AIM
In the records below, find every line that contains the word "holder" and copy each of those lines. Case matters.

DATA SHOWN
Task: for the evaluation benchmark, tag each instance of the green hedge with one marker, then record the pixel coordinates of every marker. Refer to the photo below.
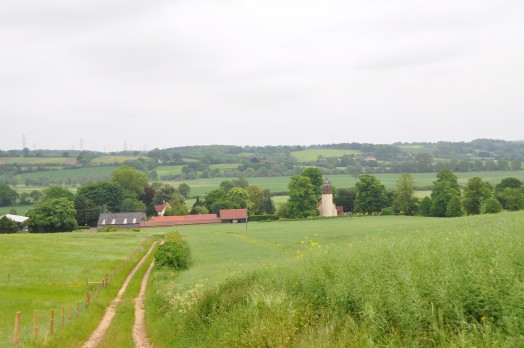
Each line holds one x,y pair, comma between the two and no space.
173,253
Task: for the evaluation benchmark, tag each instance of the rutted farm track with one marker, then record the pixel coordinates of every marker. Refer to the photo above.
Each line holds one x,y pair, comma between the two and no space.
139,333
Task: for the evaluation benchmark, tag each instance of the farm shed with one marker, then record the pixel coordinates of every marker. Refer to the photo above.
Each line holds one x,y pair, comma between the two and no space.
233,215
199,219
120,220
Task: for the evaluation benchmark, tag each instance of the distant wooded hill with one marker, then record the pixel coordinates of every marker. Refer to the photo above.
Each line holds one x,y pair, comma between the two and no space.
207,161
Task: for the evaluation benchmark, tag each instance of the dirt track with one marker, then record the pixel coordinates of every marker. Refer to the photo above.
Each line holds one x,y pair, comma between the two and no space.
98,334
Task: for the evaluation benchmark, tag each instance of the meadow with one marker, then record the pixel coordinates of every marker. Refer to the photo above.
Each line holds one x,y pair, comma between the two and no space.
387,281
49,271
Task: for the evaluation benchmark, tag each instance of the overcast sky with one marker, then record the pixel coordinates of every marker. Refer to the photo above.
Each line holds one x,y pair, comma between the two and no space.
147,74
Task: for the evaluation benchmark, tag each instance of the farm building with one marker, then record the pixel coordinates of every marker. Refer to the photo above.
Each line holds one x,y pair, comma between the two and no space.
200,219
233,215
120,220
20,220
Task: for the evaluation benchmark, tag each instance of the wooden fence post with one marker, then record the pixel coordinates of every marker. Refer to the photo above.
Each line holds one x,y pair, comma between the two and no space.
35,323
52,322
16,338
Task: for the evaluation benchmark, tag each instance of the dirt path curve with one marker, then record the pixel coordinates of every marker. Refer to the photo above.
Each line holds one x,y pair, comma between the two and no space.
139,327
98,334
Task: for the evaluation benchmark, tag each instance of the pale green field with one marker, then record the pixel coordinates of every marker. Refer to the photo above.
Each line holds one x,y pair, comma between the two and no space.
312,155
280,183
113,159
38,160
169,170
48,271
395,281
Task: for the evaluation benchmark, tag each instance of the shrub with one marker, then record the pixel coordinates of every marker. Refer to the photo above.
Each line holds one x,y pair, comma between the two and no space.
173,253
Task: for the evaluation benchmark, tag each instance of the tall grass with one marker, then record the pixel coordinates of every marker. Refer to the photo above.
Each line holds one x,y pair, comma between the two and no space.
458,282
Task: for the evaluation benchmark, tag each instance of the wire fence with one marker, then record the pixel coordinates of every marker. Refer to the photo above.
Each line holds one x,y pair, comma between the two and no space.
41,325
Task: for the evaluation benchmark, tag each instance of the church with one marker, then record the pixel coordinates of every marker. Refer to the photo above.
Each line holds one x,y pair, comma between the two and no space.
326,207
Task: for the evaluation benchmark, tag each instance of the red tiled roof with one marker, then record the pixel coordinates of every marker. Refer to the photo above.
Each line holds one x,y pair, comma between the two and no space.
233,214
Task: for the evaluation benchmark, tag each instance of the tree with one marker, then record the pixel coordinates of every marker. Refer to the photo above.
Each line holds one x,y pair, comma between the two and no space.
346,198
512,198
404,202
315,176
57,192
302,200
507,183
239,197
491,206
424,208
103,195
8,226
371,195
8,196
454,207
475,192
444,189
52,215
132,205
256,196
130,179
267,206
184,190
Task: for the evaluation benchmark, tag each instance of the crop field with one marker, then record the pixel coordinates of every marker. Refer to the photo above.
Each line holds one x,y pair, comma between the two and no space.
312,155
48,271
387,281
169,170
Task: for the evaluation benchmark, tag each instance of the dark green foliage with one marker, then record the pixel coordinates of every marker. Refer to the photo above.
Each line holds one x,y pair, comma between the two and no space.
444,189
7,195
52,215
346,199
174,253
454,207
491,206
315,176
8,226
58,192
475,192
424,208
302,199
371,195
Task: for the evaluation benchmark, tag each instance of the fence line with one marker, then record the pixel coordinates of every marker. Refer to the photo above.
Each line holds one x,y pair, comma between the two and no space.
89,297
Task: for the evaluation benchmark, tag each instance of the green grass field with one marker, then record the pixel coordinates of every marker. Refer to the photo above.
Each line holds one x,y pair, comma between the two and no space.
280,183
312,155
113,159
386,281
48,271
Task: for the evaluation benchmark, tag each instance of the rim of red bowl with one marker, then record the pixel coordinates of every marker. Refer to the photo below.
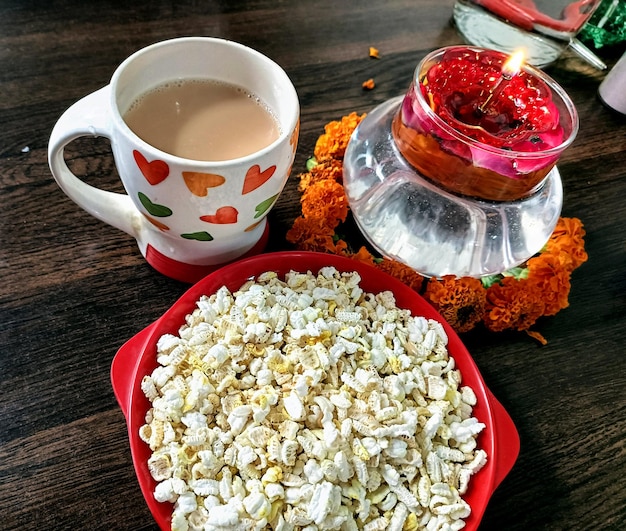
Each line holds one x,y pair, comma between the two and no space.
136,358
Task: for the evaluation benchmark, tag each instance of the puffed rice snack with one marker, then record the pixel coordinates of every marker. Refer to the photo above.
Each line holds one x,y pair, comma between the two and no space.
309,404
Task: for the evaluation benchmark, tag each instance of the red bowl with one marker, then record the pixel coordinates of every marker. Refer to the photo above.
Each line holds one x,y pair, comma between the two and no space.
137,358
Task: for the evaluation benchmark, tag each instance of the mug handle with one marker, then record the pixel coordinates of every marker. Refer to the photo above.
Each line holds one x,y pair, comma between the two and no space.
90,116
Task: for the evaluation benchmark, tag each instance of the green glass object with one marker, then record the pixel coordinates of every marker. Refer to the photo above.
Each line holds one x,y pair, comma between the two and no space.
607,26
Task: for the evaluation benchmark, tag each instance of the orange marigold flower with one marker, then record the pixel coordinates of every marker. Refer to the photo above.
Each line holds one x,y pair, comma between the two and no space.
333,143
402,272
363,255
513,304
331,169
460,301
308,235
567,241
552,278
327,201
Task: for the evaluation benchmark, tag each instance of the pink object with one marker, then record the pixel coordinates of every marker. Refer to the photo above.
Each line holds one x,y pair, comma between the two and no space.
526,15
137,358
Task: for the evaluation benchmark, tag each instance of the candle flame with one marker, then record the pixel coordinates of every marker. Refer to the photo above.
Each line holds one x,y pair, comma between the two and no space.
513,64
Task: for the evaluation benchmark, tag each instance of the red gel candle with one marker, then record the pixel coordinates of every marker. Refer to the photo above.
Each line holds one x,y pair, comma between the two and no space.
495,146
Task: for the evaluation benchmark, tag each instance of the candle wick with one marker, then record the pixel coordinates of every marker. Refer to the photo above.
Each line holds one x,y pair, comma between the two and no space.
493,91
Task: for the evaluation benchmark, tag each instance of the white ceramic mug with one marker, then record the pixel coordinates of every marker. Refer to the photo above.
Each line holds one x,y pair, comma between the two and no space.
186,220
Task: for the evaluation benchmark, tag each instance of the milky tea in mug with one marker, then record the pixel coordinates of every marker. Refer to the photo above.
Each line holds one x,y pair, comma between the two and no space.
203,154
202,119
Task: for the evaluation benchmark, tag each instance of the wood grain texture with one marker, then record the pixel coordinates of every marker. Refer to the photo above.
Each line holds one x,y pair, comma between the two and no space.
73,290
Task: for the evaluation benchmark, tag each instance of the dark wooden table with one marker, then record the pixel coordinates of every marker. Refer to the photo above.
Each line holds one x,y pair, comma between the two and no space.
73,289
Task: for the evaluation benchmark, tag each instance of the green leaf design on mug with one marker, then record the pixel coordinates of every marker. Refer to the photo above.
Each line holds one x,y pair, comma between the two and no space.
160,211
202,236
263,207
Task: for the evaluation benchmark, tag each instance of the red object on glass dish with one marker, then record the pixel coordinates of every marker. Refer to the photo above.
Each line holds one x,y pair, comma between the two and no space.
137,358
473,138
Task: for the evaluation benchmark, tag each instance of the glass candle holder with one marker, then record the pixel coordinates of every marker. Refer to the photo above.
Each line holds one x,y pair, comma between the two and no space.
458,176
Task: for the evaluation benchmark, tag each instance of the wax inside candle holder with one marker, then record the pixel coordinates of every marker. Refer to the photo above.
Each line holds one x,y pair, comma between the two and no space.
501,152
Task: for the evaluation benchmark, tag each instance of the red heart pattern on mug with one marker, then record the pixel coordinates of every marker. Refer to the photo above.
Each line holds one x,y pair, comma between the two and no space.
155,171
255,178
222,216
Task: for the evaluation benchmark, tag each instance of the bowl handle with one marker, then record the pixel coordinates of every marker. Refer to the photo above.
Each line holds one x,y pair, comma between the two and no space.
507,441
124,367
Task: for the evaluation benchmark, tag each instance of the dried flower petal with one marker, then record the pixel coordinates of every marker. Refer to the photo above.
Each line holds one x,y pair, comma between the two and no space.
369,84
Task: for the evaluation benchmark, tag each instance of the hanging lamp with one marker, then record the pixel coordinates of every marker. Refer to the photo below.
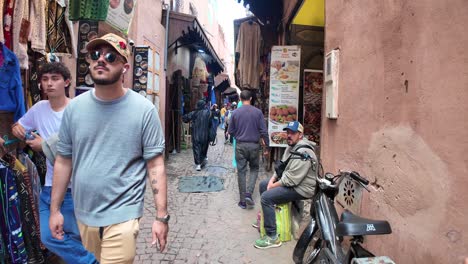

COMPLETED EXERCISE
Task: for the evaluation benchmark, tag each instance of the glass candle holder with one marker, then record the pixel coordinates of every marker. Refer to the photo above.
Task: for the evaluation benchmark, tag each instance of the wax inside candle holder with one marker, then record the pixel coordinates of every marker. Refer to the photo above.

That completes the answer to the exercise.